*** Opening DATA PROVIDED ***

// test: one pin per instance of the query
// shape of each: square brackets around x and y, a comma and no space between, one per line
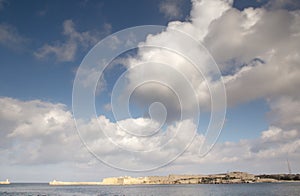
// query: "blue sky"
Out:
[42,44]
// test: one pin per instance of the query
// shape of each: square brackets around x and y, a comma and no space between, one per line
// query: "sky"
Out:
[213,88]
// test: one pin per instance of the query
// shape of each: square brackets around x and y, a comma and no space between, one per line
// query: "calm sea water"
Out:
[288,188]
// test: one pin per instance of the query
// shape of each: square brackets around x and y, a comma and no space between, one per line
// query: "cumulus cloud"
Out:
[38,132]
[283,4]
[171,9]
[66,51]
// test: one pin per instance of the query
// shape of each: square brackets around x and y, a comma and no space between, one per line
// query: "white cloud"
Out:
[10,37]
[66,51]
[283,4]
[171,9]
[37,132]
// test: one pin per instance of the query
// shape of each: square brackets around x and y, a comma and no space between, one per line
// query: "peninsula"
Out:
[5,182]
[226,178]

*** Closing DATA PROVIDED ***

> ACTIVITY: Transcribe the records above verbatim. Do not carry over any picture.

> OUTPUT FOR THIS EXERCISE:
// test: one pin per instance of the query
// shape of each: square brackets around x and y, a comma and no space between, one per line
// query: "blue sky"
Out:
[42,44]
// test: one pin per instance of the query
// shape of each: square brackets around x and y, a comma and no space between, one per line
// query: "sky"
Out:
[213,88]
// test: one pin per instance of the query
// shape of each: square brackets around x and y, a comma and no space between, one per line
// query: "calm sea water"
Out:
[288,188]
// test: one pin per instance of the query
// shape of each: square brackets around x and y, a comma and no space between, one per line
// query: "cumulus cloud"
Out:
[38,132]
[283,4]
[171,9]
[66,51]
// test: one pin per instance of the query
// shape of each: square brackets around x and y, a comma and no space between, one per line
// query: "white cloud"
Out:
[10,37]
[66,51]
[283,4]
[171,9]
[37,132]
// test: one pin per instance of the query
// shape of each: square brackets around x and y, a comma and no space between, one per line
// query: "peninsula"
Out:
[5,182]
[226,178]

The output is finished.